Selection and ‘free market’ threaten our schools

Education White Paper

Selection and ‘free market’ threaten our schools

TONY BLAIR’S first defeat in parliament over the Terrorism Bill has
made many parents, school students, teachers and education workers more
confident that they can defeat Labour’s latest education White Paper.
MARTIN POWELL-DAVIES of Lewisham National Union of Teachers looks at
what New Labour’s education policy means and how best to fight it.

THE EDUCATION White Paper threatens a fundamental attack on one of
the labour movement’s main gains since World War Two – comprehensive
education.

New Labour push their plans by appealing to every parent’s wishes for
their children – to ensure they have a decent education meeting their
individual needs and interests, whatever their home circumstances. Of
course, a divided system where high status schools can pick and choose
pupils at their neighbours’ expense can never achieve that. But Blair is
proposing precisely to increase those divisions!

New Labour’s policy is based on an ideology that sees free-market
competition as the key to improving public services. As new Work and
Pensions Minister John Hutton told the neo-liberal Brookings Institute
in Washington: "We needed to drive greater challenge into the
system… opening up these monolithic structures from across the
private, voluntary and social enterprise sector".

Whether it’s transport or health, housing or education, working-class
families know what such a deregulated market means in reality.
Privatisation and fragmentation will lead to even greater polarisation
between the most popular schools and those caught at the bottom of the
league tables.

The White Paper recognises the strong link between educational
achievement and class, but, whatever they may claim, Labour aren’t
interested in educational equality for all. At best, they want to
provide some limited access to the lucky few to climb up the educational
ladder. But their main drive is to make the best state schools
attractive to middle-class pupils. It will be working-class families
that will be the main losers.

‘Free-for-all’

IT PROPOSES to set up "a system of independent non-fee paying
schools". Alongside the privately-sponsored Academies that are
already being developed, schools will be encouraged to become
"self-governing" "Trust" or "Foundation"

Region annotation entries:
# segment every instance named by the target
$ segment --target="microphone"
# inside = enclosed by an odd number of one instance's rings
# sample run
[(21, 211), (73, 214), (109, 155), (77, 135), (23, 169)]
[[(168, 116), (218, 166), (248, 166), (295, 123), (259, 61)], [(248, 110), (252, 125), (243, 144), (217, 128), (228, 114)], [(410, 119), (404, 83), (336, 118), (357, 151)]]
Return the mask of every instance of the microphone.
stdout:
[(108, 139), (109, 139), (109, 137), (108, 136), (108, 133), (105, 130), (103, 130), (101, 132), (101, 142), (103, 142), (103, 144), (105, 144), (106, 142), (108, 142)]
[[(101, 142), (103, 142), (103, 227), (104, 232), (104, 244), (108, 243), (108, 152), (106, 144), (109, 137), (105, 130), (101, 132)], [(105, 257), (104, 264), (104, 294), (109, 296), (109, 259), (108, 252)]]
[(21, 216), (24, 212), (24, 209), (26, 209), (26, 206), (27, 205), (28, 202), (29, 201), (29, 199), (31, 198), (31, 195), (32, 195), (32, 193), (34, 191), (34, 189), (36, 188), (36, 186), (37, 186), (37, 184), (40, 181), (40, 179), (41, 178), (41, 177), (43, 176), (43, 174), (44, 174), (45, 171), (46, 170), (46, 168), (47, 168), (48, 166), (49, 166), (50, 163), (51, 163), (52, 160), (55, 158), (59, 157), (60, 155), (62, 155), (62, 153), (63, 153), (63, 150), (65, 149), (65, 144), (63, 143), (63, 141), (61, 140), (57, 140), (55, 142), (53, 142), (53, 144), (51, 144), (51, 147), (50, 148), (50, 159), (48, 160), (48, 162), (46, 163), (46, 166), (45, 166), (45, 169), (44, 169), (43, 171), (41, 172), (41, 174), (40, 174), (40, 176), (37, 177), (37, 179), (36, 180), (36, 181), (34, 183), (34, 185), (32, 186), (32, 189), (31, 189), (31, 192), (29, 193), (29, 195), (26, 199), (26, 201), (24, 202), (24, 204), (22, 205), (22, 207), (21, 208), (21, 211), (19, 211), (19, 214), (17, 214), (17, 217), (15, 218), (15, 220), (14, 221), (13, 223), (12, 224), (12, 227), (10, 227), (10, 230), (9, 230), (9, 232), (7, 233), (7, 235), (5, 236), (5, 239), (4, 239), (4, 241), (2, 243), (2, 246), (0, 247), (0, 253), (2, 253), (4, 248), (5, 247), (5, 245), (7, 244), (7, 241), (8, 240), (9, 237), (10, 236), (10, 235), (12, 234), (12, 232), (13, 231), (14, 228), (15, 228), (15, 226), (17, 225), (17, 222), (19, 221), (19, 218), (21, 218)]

**OBJECTIVE:** In the article on the education White Paper, which minister spoke to the Brookings Institute in Washington, and what post did he hold?

**EXPECTED OUTPUT:** John Hutton, the new Work and Pensions Minister.